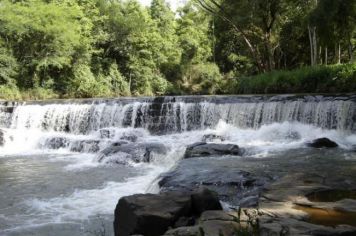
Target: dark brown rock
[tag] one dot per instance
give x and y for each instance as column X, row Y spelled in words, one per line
column 205, row 200
column 322, row 143
column 210, row 149
column 149, row 214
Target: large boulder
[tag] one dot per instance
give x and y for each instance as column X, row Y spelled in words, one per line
column 210, row 149
column 136, row 152
column 153, row 215
column 322, row 143
column 234, row 186
column 88, row 146
column 56, row 143
column 212, row 138
column 205, row 200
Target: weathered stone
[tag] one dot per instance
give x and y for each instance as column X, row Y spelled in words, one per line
column 184, row 231
column 184, row 221
column 149, row 214
column 129, row 137
column 106, row 133
column 236, row 187
column 209, row 149
column 322, row 143
column 152, row 215
column 56, row 143
column 207, row 228
column 218, row 227
column 217, row 215
column 212, row 138
column 137, row 152
column 205, row 200
column 90, row 146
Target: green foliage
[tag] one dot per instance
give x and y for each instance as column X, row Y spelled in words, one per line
column 100, row 48
column 9, row 92
column 8, row 66
column 202, row 79
column 320, row 79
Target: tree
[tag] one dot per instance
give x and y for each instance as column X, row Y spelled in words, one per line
column 45, row 38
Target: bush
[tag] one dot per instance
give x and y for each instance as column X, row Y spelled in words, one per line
column 38, row 94
column 84, row 83
column 319, row 79
column 202, row 79
column 9, row 92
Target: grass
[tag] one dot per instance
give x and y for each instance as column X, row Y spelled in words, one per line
column 319, row 79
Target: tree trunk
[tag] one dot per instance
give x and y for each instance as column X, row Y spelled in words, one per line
column 313, row 45
column 351, row 52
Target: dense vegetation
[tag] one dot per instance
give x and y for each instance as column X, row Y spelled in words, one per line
column 97, row 48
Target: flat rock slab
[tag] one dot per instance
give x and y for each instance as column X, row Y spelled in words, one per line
column 223, row 176
column 322, row 143
column 209, row 149
column 281, row 207
column 153, row 214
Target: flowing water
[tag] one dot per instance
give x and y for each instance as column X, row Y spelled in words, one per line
column 52, row 181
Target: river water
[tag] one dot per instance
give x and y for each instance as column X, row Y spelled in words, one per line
column 52, row 182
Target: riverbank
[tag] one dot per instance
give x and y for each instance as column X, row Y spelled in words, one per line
column 318, row 80
column 64, row 164
column 293, row 199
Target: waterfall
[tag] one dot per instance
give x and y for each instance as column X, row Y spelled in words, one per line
column 170, row 114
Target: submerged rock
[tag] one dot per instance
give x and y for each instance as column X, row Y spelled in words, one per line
column 322, row 143
column 210, row 149
column 153, row 215
column 56, row 143
column 137, row 152
column 212, row 138
column 91, row 146
column 234, row 186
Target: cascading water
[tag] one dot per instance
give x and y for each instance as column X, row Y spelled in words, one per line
column 58, row 171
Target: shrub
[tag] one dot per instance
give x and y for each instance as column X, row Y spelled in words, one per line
column 9, row 92
column 202, row 78
column 319, row 79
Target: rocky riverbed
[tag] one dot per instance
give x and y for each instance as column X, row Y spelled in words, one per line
column 65, row 164
column 257, row 199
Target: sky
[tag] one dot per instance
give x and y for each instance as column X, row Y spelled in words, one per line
column 174, row 3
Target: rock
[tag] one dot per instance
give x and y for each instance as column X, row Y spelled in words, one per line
column 137, row 152
column 218, row 227
column 88, row 146
column 205, row 200
column 106, row 133
column 217, row 215
column 212, row 138
column 209, row 149
column 56, row 143
column 149, row 214
column 2, row 138
column 152, row 215
column 184, row 231
column 129, row 137
column 234, row 186
column 322, row 143
column 184, row 221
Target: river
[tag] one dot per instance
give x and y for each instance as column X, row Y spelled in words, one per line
column 54, row 181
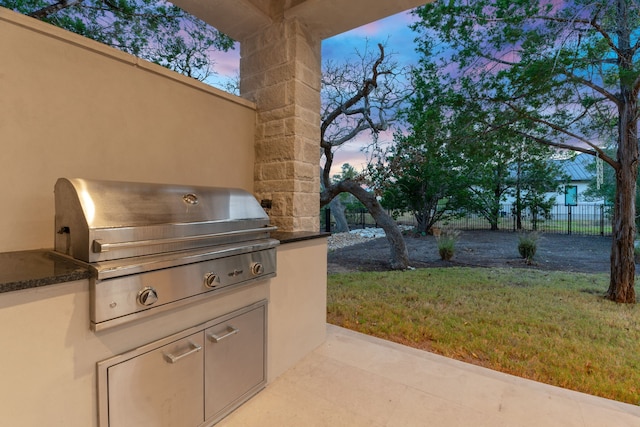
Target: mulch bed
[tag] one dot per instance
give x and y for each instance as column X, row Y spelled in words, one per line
column 558, row 252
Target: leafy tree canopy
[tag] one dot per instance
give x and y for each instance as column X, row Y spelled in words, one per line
column 154, row 30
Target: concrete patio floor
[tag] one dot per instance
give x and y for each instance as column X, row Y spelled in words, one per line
column 357, row 380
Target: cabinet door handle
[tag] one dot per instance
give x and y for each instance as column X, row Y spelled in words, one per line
column 230, row 331
column 193, row 348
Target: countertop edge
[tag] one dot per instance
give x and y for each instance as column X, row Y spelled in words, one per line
column 41, row 267
column 36, row 268
column 296, row 236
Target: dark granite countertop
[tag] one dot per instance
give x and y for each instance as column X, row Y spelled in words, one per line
column 42, row 267
column 296, row 236
column 34, row 268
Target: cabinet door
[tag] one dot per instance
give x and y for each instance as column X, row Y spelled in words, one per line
column 162, row 387
column 234, row 362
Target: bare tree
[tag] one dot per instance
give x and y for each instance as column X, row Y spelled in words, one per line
column 358, row 98
column 566, row 71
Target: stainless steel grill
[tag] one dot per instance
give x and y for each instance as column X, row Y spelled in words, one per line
column 153, row 247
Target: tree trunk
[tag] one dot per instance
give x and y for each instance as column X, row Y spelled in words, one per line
column 623, row 267
column 399, row 256
column 337, row 209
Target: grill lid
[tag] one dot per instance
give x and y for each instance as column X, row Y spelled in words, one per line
column 107, row 220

**EXERCISE GOAL**
Without including any picture, reproduce all of the material exactly.

**SOLUTION FOR THIS TASK**
Target: dark brown rock
[tag] one dot per instance
give x and y for each instance as column X, row Y spelled in words, one per line
column 205, row 200
column 322, row 143
column 210, row 149
column 149, row 214
Target: large boulder
[tag] one dot per instance
give x and y for each instance as column X, row Y spelled in words, one per line
column 210, row 149
column 136, row 152
column 153, row 215
column 322, row 143
column 234, row 186
column 88, row 146
column 56, row 143
column 212, row 138
column 205, row 200
Target: weathered stone
[tag] one dot per instance
give x and y for each instance as column X, row Y spelled in words, one per line
column 184, row 231
column 184, row 221
column 149, row 214
column 129, row 137
column 106, row 133
column 236, row 187
column 209, row 149
column 322, row 143
column 152, row 215
column 56, row 143
column 207, row 228
column 218, row 227
column 217, row 215
column 212, row 138
column 137, row 152
column 205, row 200
column 90, row 146
Target: green foliage
[tag] one dot per instance
give x and y for each instance as column X, row Y spelled in words, one per line
column 100, row 48
column 9, row 92
column 8, row 66
column 202, row 79
column 320, row 79
Target: tree
[tag] one dot per instance
give x and y for each instance as column X, row Y spelled in words, one per line
column 45, row 38
Target: bush
[tag] one dot per instance
give x and y for each instance as column X, row Y spelled in words, one per line
column 38, row 94
column 84, row 83
column 319, row 79
column 202, row 79
column 9, row 92
Target: grass
[tag] one dot per instance
give x and y for each instance as column X, row Y spelled in words, one per line
column 319, row 79
Target: tree trunk
[tag] one dot per instance
give x and y for each instance as column X, row Y spelled in words, one per line
column 313, row 45
column 351, row 52
Target: dense vegetation
[tag] one dot per instance
give x and y for each instance as column X, row Y spelled in words, one per line
column 97, row 48
Target: flat rock slab
[tag] one dot per instance
give x and y for each instance as column X, row Y spelled in words, one per line
column 223, row 176
column 322, row 143
column 209, row 149
column 281, row 207
column 153, row 214
Target: flowing water
[tag] one dot per instance
give x and y for each instance as column X, row Y spelled in words, one per line
column 52, row 181
Target: river water
[tag] one dot per instance
give x and y for each instance as column X, row Y spelled in words, one per line
column 52, row 182
Target: riverbank
[tag] one dot per instance
give x and y for each instance as column X, row Y spelled in words, one per line
column 318, row 80
column 64, row 164
column 293, row 199
Target: waterfall
[tag] one dot per instance
give x and y for each instance as column X, row Y spelled in words, one per line
column 170, row 114
Target: submerged rock
[tag] one dot per instance
give x and y for each instance as column X, row Y spelled in words, one per line
column 322, row 143
column 210, row 149
column 153, row 215
column 56, row 143
column 137, row 152
column 212, row 138
column 91, row 146
column 234, row 186
Target: cascading water
[tag] one dot per instance
give x and y for each instance as column X, row Y spelled in words, one per line
column 58, row 171
Target: shrub
[tag] one dot per instance
give x and y for each instance as column X, row Y spelled in words, one per line
column 9, row 92
column 202, row 78
column 319, row 79
Target: rocky riverbed
[tag] one dot per instance
give x and y for each instance as column X, row Y spelled in words, one per line
column 65, row 164
column 257, row 199
Target: sky
[tag] one dot per instance
give x and y for each instance as column X, row Y spelled in words, one per line
column 174, row 3
Target: rock
[tag] one dot per instance
give x and y for each instance as column X, row Y spelled in words, one per line
column 137, row 152
column 218, row 227
column 88, row 146
column 205, row 200
column 106, row 133
column 217, row 215
column 212, row 138
column 209, row 149
column 56, row 143
column 149, row 214
column 2, row 138
column 152, row 215
column 184, row 231
column 129, row 137
column 234, row 186
column 322, row 143
column 184, row 221
Target: river
[tag] one dot per instance
give x and y for each instance as column X, row Y spelled in words, one per line
column 54, row 181
Target: mulch bed
[tag] one dot per instance
give x and y for each instance as column X, row Y spelled in words, one per line
column 558, row 252
Target: leafy tree canopy
[tag] one dot per instance
give x and y for each instance as column X, row Y spelled in words, one per line
column 154, row 30
Target: concrete patio floor
[tag] one dot per instance
give x and y for each instance as column X, row Y spelled in words, one per line
column 357, row 380
Target: cabinet door handle
[tag] one dot per instance
give x and y for each instance as column X, row Y spelled in words, one per line
column 230, row 331
column 193, row 348
Target: countertop edge
[tag] one dot per instance
give x and y for each instance as column X, row Y spelled in words, one per line
column 41, row 267
column 36, row 268
column 296, row 236
Target: dark granite countertop
[tag] one dot per instance
give x and y for each instance as column X, row Y spelled in words, one per line
column 42, row 267
column 296, row 236
column 34, row 268
Target: cabinet door
[tag] one dot per instance
give x and y for each instance as column X, row Y spelled in words, one per line
column 162, row 387
column 234, row 362
Target: bare tree
[tag] one dot per instance
give x and y for each instance as column X, row Y spelled in words, one per line
column 358, row 98
column 566, row 71
Target: stainless steel grill
[tag] one dot per instance
give x and y for each instance as column X, row Y spelled in words, one per line
column 153, row 247
Target: tree trunk
[tag] one dot per instance
give x and y for each instance as column X, row Y spelled in words, one per line
column 623, row 267
column 399, row 256
column 337, row 209
Target: grill lid
[tag] one dot per instance
give x and y for each instance as column X, row Y spelled in words, one per line
column 107, row 220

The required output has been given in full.